● **Text for analysis**
####

We all know it can be hard to find clothes that make us feel and look good, which makes it even harder to turn down the perfect dress purely because it hasn’t been ethically produced. But with more ugly truths behind the fashion industry uncovered each day, it’s becoming increasingly important for us to know where our clothes came from and how they were made.
As more of us look to shop ethically, portraying a brand as ethical or environmentally-friendly has become a good selling tactic for many companies. Unfortunately, this means you could be tricked into buying something that’s advertised to increase sales and has not actually been ethically produced.
Here are some easy and reliable ways to tell if a garment is ethically and sustainably made.
Is the brand transparent?
A good ethical brand will have nothing to hide. Look out for information available on their website about the producers and textiles used to make their products. If a brand is proud of how their clothing is made, they’re more than likely to share the process with you.
Is the product ‘trend-free’?
This is an easy place to look when shopping in-store. Garments that are made for a fashion phase are usually unsustainable and unlikely to last. Most fast fashion brands work by encouraging consumers to shop a trend and then go out and buy what’s next. If a company is mass-producing a certain style or colour, it’s a giveaway that the brand probably doesn’t exhibit ethical practices.
Look at the cost
If the price of an item is too good to be true, it probably is. Fast fashion companies like to make us believe that we can afford the same pair of shoes in three different colours. However, think about how much you’re spending and by the time you take out the retail mark up and shipping costs, the amount that’s left is all that would go to everyone down the production line. If the amount left isn’t reasonable for what you’d expect the product is worth to make, it’s best not to touch it.
Is the item made from good materials?
This can be a little bit trickier. Even if garments are made inside ethical factories, the fabric can still be affecting the farmers and families who are exposed to the toxins from producing them. For example, cotton requires a lot of pesticides and fertilizer to grow and according to the World Wildlife Foundation, it takes 20,000 litres of water needed to produce a single cotton t-shirt. Other materials such as synthetic fabrics also contribute to plastic pollution. Try to opt for natural materials such as linen, hemp and organic cotton.
Finally, don’t be tricked by “vegan-friendly” or “for a good cause” products.
A brand that is for a good cause or vegan-friendly may not actually be ethically made. While the money may be going to research or charities, the production of the item could still be unethical. Many products are marked vegan-friendly if they are leather or wool-free, and while you think you are doing good by buying it, there’s no guarantee somewhere along the line someone wasn’t treated fairly. Look for accreditations like ECA (Ethical Clothing Australia) and Fairtrade.

####

● **Dataset records**

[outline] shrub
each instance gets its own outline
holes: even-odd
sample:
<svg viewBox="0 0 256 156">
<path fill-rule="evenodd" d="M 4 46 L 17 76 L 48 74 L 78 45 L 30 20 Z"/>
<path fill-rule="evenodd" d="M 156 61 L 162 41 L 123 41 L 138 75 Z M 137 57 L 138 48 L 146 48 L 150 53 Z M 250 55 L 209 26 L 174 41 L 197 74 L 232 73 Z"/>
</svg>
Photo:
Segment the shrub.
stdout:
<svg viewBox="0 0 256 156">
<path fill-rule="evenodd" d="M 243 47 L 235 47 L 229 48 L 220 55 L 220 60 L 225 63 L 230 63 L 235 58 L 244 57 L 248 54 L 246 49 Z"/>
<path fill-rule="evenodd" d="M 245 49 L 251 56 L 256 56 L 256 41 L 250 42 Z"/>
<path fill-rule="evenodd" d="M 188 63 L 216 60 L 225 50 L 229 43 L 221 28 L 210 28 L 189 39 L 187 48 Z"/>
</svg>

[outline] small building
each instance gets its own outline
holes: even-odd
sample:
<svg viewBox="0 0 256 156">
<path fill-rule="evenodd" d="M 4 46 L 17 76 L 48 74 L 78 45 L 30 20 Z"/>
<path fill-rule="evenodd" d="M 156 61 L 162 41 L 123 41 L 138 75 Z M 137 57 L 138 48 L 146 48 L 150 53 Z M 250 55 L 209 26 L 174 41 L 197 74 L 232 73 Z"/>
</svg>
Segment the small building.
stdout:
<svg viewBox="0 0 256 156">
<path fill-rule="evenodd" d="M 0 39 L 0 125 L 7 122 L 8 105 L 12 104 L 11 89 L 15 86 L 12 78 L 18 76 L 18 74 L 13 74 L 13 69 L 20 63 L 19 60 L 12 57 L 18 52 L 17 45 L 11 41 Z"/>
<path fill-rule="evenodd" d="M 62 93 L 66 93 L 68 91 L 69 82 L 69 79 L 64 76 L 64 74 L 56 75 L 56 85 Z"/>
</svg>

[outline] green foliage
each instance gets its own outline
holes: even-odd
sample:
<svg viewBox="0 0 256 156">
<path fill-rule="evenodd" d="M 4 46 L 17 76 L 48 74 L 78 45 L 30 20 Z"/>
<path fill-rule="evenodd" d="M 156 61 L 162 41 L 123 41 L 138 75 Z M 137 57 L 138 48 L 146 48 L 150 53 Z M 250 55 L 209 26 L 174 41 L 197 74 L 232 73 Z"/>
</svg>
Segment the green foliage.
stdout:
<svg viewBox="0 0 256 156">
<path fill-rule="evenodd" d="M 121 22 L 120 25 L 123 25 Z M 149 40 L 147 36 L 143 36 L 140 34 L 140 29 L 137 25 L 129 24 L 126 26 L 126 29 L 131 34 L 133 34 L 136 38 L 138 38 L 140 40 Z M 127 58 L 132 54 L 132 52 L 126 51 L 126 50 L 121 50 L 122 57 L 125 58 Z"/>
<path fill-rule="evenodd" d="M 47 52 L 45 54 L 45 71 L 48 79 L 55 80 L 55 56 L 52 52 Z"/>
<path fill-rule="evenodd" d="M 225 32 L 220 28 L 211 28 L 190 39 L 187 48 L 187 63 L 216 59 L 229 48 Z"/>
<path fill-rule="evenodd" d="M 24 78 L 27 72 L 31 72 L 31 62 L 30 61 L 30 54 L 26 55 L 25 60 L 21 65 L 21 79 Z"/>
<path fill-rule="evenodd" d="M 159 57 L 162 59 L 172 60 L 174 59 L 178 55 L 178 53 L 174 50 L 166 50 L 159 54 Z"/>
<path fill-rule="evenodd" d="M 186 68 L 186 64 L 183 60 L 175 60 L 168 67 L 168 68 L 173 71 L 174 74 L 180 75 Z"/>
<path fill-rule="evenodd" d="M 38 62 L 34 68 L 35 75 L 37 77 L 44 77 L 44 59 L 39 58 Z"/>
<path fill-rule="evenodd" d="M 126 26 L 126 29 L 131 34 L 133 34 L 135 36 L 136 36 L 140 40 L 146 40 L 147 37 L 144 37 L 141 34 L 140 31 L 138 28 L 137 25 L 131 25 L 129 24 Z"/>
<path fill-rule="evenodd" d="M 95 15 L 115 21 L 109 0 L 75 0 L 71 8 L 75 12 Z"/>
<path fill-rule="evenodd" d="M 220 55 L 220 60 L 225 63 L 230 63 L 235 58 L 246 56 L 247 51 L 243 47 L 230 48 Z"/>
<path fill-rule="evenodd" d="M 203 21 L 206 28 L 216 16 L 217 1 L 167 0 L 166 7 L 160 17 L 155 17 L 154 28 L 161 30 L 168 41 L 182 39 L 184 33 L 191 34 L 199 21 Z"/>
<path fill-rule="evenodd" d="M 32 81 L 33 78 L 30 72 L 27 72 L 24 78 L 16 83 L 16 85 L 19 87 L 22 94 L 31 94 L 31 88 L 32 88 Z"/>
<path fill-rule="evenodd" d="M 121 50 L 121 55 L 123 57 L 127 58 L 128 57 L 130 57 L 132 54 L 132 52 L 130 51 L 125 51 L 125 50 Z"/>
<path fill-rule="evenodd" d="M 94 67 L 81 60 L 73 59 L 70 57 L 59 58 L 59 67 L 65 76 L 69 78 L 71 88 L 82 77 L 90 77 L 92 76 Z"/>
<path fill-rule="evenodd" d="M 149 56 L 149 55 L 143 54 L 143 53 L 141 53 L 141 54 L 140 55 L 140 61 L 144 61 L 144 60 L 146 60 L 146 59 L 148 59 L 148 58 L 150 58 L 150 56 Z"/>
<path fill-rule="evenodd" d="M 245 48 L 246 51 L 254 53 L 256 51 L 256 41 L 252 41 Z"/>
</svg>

####

● **What to produce**
Quote the part of the ethical clothing text that opens with the words containing "Is the brand" and closes with "process with you.". Work only from the text about spotting ethically made clothing.

● **Reply**
Is the brand transparent?
A good ethical brand will have nothing to hide. Look out for information available on their website about the producers and textiles used to make their products. If a brand is proud of how their clothing is made, they’re more than likely to share the process with you.